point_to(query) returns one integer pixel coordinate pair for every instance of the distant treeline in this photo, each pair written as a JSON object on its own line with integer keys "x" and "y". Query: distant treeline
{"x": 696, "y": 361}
_____
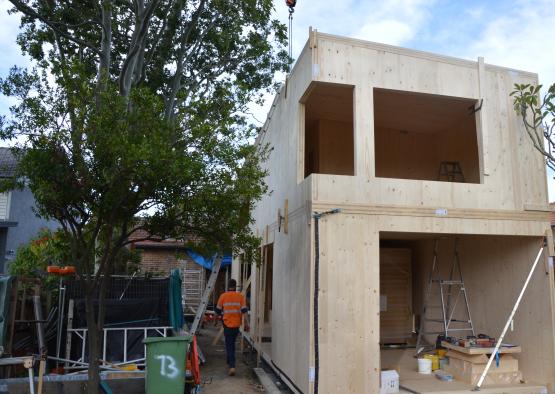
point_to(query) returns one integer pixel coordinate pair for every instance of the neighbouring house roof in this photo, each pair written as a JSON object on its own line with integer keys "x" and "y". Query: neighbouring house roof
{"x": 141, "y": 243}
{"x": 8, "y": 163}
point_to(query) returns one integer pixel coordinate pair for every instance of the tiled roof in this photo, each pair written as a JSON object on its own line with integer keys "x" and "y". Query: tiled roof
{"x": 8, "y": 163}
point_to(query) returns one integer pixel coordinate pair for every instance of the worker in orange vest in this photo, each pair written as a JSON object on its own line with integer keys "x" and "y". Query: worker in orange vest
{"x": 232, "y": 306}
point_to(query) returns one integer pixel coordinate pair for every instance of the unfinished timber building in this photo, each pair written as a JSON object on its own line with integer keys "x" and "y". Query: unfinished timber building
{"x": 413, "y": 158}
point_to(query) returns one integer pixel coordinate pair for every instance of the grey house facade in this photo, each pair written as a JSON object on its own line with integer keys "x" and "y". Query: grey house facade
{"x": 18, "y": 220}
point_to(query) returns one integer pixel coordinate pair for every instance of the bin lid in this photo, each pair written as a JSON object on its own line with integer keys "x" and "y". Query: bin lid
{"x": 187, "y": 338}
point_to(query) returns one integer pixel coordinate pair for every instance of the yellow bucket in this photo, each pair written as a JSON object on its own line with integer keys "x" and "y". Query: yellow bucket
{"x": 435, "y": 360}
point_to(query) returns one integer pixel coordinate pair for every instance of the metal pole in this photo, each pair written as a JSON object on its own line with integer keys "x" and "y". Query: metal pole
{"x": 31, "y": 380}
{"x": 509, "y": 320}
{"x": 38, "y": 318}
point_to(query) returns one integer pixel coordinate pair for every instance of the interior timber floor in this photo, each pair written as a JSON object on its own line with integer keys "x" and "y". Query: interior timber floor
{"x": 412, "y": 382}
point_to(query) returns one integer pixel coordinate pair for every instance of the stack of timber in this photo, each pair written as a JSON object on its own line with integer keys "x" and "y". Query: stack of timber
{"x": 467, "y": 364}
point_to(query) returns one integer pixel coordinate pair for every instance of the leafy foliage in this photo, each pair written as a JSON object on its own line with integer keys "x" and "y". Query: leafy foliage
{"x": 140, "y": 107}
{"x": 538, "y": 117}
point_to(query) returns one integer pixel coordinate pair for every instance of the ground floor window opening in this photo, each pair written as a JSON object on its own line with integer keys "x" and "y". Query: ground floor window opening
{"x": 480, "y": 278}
_____
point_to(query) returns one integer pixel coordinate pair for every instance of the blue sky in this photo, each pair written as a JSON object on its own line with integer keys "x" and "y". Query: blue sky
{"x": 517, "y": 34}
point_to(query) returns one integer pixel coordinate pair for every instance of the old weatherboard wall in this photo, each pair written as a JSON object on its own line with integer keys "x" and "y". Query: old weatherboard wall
_____
** WHAT TO DO **
Pick out every line in the rows above that contains the string "house" and copy each one in full. Case counts.

** PROBLEM SOLUTION **
point_to(query) returns one integer pixel coordinate pair for every instance of the neighbouring house roof in this photo, each pair written as a JSON object on its own line with integer keys "x" and "y". Query: neighbouring house roof
point_to(query) returns one integer pixel coordinate pair for every instance of the grey house facade in this photo, each pair written as a JSON object on its own line with integer keys "x" and "y". Query: grey house facade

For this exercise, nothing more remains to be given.